— Begin SOURCE DATA —

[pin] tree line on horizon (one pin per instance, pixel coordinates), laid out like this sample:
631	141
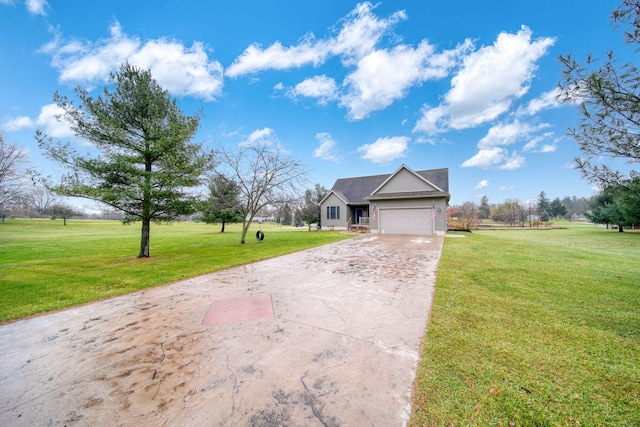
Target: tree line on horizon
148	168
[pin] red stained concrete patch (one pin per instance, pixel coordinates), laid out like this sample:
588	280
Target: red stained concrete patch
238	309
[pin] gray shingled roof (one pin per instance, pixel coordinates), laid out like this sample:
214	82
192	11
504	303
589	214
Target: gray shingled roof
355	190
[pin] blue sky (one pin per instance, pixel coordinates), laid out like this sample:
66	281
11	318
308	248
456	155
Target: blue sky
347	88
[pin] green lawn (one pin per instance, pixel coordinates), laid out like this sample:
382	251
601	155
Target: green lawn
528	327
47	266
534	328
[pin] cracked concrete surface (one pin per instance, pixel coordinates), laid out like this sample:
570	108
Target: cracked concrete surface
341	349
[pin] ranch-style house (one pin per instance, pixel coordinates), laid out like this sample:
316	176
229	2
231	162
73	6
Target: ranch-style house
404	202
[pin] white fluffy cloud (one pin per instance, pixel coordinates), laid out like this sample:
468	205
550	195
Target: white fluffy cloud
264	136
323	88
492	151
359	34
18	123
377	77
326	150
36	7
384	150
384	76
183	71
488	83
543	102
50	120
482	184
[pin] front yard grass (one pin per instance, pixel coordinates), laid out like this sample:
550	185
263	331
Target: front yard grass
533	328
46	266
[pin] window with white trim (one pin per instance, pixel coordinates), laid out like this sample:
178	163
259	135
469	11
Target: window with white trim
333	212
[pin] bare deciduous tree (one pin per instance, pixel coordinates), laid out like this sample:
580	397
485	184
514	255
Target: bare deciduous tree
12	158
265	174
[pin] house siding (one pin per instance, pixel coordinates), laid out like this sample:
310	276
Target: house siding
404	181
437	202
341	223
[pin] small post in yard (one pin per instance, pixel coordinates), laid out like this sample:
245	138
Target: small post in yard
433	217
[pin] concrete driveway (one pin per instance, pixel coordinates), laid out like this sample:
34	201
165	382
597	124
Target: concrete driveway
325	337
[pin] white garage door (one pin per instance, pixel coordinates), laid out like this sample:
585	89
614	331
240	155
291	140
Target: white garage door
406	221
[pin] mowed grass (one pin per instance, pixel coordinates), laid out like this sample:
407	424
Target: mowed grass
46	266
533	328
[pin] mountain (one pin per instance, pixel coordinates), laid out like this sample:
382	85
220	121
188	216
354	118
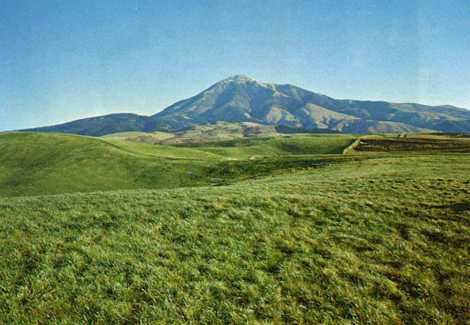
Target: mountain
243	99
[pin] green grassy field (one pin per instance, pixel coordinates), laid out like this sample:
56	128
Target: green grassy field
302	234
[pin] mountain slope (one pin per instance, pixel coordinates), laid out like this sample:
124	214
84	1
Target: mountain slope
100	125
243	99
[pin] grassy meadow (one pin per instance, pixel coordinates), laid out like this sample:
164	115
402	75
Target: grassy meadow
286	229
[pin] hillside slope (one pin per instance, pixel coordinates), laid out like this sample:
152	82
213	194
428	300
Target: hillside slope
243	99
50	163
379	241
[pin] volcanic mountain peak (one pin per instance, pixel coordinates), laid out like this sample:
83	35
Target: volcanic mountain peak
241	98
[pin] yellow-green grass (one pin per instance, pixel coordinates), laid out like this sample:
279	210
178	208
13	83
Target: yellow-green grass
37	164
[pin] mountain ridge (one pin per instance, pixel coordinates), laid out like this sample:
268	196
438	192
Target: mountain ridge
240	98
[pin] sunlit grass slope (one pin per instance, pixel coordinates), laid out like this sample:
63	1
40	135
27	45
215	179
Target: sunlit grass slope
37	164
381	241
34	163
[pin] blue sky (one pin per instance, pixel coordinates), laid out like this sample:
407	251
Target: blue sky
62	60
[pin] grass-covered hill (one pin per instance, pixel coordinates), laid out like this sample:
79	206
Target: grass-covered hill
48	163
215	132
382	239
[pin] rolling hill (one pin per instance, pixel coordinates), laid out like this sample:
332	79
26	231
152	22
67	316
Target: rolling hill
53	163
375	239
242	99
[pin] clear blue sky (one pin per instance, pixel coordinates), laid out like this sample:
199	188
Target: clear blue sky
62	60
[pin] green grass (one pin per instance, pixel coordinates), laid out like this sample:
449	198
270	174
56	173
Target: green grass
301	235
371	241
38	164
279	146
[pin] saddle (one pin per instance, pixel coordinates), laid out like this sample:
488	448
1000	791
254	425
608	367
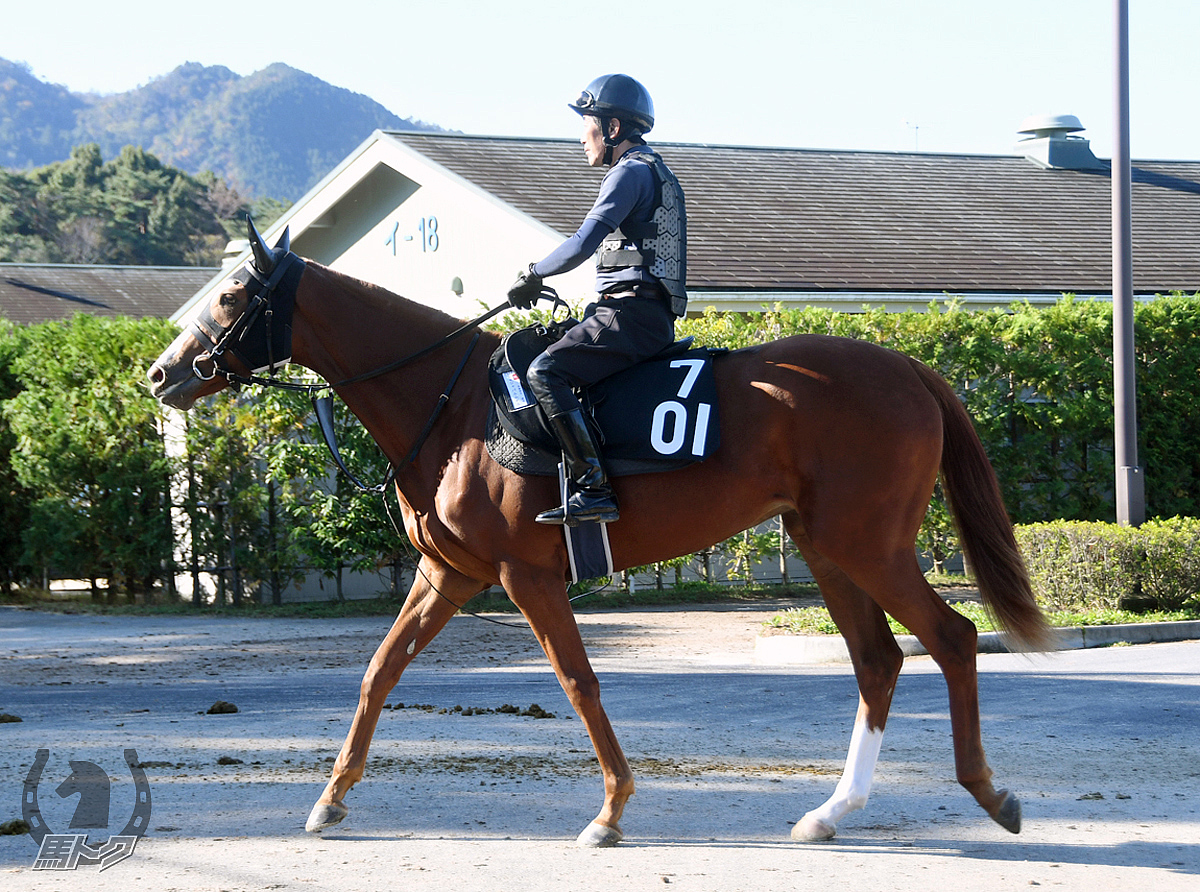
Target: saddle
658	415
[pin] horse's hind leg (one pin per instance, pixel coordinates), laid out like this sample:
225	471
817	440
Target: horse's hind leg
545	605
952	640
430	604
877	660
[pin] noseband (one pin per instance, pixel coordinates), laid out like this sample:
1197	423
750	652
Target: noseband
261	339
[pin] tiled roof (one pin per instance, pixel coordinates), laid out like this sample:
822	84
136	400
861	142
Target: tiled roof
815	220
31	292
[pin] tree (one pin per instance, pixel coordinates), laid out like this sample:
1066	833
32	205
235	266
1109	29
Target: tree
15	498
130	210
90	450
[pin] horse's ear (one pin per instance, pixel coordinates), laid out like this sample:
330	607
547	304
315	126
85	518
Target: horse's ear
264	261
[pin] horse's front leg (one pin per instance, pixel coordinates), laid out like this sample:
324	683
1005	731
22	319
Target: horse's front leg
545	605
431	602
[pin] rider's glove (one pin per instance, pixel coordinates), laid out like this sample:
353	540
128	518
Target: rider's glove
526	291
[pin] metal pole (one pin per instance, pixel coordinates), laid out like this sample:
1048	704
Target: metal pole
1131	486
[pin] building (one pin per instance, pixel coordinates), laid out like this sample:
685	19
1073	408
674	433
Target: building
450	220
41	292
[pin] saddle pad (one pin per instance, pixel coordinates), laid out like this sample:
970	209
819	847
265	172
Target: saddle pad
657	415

— End SOURCE DATA —
— Begin SOURCE DATA —

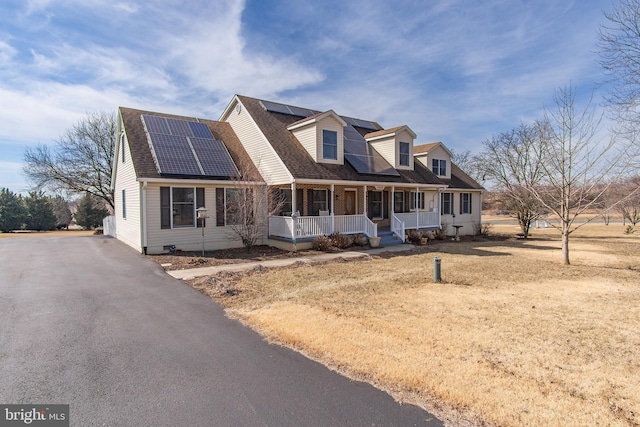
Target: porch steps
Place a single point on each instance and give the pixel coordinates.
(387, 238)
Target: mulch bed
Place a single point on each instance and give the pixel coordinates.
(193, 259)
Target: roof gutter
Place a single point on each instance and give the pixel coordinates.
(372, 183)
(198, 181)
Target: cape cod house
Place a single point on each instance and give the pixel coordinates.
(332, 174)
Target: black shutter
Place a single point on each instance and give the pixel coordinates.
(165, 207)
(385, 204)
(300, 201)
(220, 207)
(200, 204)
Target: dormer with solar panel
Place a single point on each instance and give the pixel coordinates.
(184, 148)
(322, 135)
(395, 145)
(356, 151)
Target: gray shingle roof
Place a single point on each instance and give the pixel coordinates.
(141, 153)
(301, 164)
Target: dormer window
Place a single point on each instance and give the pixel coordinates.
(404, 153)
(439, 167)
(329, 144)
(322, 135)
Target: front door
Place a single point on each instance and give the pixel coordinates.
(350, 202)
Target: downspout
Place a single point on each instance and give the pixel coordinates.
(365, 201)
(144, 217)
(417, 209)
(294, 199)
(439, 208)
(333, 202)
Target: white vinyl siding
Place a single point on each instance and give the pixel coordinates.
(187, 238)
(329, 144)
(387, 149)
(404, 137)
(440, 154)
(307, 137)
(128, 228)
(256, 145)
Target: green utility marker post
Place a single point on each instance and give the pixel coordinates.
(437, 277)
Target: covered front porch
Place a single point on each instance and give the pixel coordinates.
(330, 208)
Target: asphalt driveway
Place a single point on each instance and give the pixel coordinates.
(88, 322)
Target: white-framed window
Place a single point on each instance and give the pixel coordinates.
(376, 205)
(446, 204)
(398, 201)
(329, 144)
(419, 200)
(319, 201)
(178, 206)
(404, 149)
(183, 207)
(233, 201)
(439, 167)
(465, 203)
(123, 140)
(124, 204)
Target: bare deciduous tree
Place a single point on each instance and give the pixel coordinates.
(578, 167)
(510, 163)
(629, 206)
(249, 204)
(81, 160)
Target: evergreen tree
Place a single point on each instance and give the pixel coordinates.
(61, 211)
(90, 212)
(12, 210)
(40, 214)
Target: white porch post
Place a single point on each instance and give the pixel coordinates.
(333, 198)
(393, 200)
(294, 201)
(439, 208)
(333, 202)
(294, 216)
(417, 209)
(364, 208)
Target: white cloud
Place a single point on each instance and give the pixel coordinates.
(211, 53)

— End SOURCE DATA —
— Begin SOURCE DATA —

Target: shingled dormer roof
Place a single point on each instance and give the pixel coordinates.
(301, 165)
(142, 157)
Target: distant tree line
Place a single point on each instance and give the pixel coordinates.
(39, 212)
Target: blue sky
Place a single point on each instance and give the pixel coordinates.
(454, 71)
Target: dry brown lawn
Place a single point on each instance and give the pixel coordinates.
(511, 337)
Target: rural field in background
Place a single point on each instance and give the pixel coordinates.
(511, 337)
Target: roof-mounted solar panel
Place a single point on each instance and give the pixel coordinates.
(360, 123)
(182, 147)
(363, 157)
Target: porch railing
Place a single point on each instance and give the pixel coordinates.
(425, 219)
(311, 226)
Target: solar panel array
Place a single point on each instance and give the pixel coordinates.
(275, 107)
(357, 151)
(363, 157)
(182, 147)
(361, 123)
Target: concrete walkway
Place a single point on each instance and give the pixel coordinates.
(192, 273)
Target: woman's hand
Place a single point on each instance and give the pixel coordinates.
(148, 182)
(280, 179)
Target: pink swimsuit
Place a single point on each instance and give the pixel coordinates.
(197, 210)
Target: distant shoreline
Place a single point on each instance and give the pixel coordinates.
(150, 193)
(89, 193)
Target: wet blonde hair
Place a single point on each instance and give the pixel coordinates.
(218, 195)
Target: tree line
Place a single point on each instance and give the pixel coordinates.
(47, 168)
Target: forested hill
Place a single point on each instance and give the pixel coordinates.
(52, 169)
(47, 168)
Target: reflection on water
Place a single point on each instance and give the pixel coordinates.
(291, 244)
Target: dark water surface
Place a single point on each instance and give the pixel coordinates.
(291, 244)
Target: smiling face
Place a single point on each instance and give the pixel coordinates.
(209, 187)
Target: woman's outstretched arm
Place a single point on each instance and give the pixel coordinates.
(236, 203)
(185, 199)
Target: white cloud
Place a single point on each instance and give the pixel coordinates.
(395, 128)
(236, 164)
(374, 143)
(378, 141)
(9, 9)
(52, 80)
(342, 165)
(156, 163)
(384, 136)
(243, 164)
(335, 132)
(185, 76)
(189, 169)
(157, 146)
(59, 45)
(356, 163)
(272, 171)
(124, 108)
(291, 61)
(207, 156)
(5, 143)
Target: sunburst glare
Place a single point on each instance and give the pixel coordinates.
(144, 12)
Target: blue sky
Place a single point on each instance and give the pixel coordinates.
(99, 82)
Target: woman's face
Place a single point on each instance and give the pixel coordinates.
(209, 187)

— End SOURCE DATA —

List every line of the material above that contains the string "trim". Copy each matching line in full, and treat uppercase and lowercase letters as distinct.

TASK OUTPUT:
[pin] window with white trim (one pin per instance, pixel coordinates), laid out like this sample:
Target: window with white trim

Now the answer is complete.